- Opdrachten -
1. Beantwoord over de tekst over het hogepriesterlijk gebed:
(a) Met hoeveel discipelen liep Jezus van Jeruzalem naar Getsemane?
(b) Bij welke beek begon Jezus hardop te bidden?
(c) Hoe spreekt Jezus over de vernedering die Hem te wachten staat?
2. Zet de tekst over het hogepriesterlijk gebed voort na de laatste zin.

- Tekstgedeelte -
################

Helpdesk Site info Zoeken Extra
|
3.8.19. Hogepriesterlijk gebed
Inhoud:
- Vernedering en verhoging
- Wat is eeuwig leven?
- Jezus bidt voor zijn discipelen
- Jezus bidt voor alle christengelovigen
- Jezus bidt verder voor zijn discipelen
Na de viering van het Heilig Avondmaal wandelde Jezus met zijn 11 discipelen (dus zonder Judas) van Jeruzalem naar Getsemane. Toen ze bij de beek Kidron aankwamen begon Jezus hardop te bidden, terwijl zijn discipelen Hem woordelijk konden verstaan.
"... Daarna sloeg Jezus zijn ogen op naar de hemel en zei: 'Vader, nu is de tijd gekomen ...' " (Johannes 17:1, NBV2004)
In dit bijzondere gebed van Jezus komen we het volgende tegen:
- Jezus rapporteert aan zijn Vader dat Hij zijn taak heeft volbracht om zijn discipelen klaar te maken voor het apostelschap.
- Jezus bidt dat de Vader zijn discipelen bijstaat in de spannende dagen van zijn lijden en sterven en ook als ze vervolging mee zullen maken.
- Jezus bidt voor de mensen die in de eeuwen daarna in Hem zouden geloven, dat zij tot volle eenwording met de Vader en met Hem zelf zullen komen.
Vernedering en verhoging
Jezus begint niet met een gebed om hulp omdat Hij zo'n verschrikkelijk lijden tegemoet gaat. Integendeel!
"... Vader, nu is de tijd gekomen, toon nu de grootheid van uw Zoon, dan zal de Zoon uw grootheid tonen." (Johannes 17:1, NBV2004)
Jezus gaat een vreselijke vernedering tegemoet, maar Hij spreekt erover als een verhoging, iets wat eer brengt aan Vader en Zoon.
Juist van de vernedering van Jezus aan het kruis straalt Gods heerlijkheid af, want door het kruis van Jezus worden Gods heiligheid en Gods liefde zichtbaar gemaakt. Veel voorbijgangers zouden de volgende dag een diep vernederde Jezus aan het kruis zien hangen. Maar door het geloof kijken wij met andere ogen naar het kruis: daar hing onze geliefde Heer te sterven om voor ons de weg naar Gods vaderhart open te breken en de overwinning te behalen over de machten van de hel. Dat is de climax van de heerlijkheid, de glorie Vader en Zoon.

################

- Vastgelegde gegevens -
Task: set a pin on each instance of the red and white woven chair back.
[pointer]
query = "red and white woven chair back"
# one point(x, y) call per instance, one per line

################

- Antwoorden -
1.
(a) Met 11 discipelen, dus zonder Judas.
(b) Bij de beek Kidron.
(c) Als een verhoging, iets wat eer brengt aan Vader en Zoon.

2.
Het doet me denken aan de volgende Bijbelgedeelten:
"Laten we daarbij de blik gericht houden op Jezus, de grondlegger en voltooier van ons geloof: denkend aan de vreugde die voor hem in het verschiet lag, liet hij zich niet afschrikken door de schande van het kruis. Hij hield stand en nam plaats aan de rechterzijde van de troon van God." (Hebreeën 12:2, NBV2004)
"... wie zichzelf vernedert zal verhoogd worden..." (Lucas 14:11, NBV2004)
Wat is eeuwig leven?
Jezus zag verlangend uit naar de nieuwe fase in de geschiedenis van Gods koninkrijk, waarin Hij als levengever de mensen eeuwig leven zou kunnen aanbieden. Het belangrijkste van dat nieuwe leven is:
"Het eeuwige leven, dat is dat zij u kennen, de enige ware God, en hem die u gezonden hebt, Jezus Christus." (Johannes 17:3, NBV2004)
De uitdrukkingen 'God kennen' en 'Jezus kennen' gaan niet over verstandelijk kennen, maar relationeel kennen: het gaat hier om de diepgaande persoonlijke vertrouwensrelatie met God en met Jezus. En die relatie is de bron van het hoogste geluk.
Jezus bidt voor zijn discipelen
Vervolgens gaat Jezus bidden voor zijn elf discipelen, omdat zij het de komende dagen erg moeilijk zouden hebben vanwege zijn lijden en sterven.
"Ik heb aan de mensen die u mij uit de wereld gegeven hebt (=discipelen) uw naam bekendgemaakt. Zij waren van u, maar u hebt hen aan mij gegeven. Ze hebben uw woord bewaard, en nu begrijpen ze dat alles wat u mij hebt gegeven, van u komt. Ik heb de woorden die ik van u ontvangen heb aan hen doorgegeven, zij hebben ze aanvaard en nu weten ze echt dat ik van u gekomen ben, en ze geloven dat u mij hebt gezonden." (Johannes 17:6-8, NBV2004)
Jezus sprak met zijn Vader, alsof Hij al in de toekomst leefde, gewoon bij Vader 'thuis' waar tijd en ruimte geen rol spelen:
"Ik ben al niet meer in de wereld, ik ga naar u toe, maar zij blijven wel in de wereld. Heilige Vader, bewaar hen door uw naam, de naam die u ook aan mij gegeven hebt, zodat zij één zijn zoals wij één zijn." (Johannes 17:11, NBV2004)
De eenheid waar Jezus over sprak was een onderlinge hartsverbondenheid van zijn discipelen, verankerd in de verbondenheid met Hem.
"Toen Ik met hen in de wereld was, bewaarde Ik hen in Uw Naam. Hen die U Mij gegeven hebt, heb Ik bewaard en niemand uit hen is verloren gegaan dan de zoon van het verderf, opdat de Schrift vervuld wordt. Maar nu kom Ik naar U toe en spreek dit in de wereld, opdat zij ten volle Mijn blijdschap in zichzelf hebben." (Johannes 17:12-13, HSV2010)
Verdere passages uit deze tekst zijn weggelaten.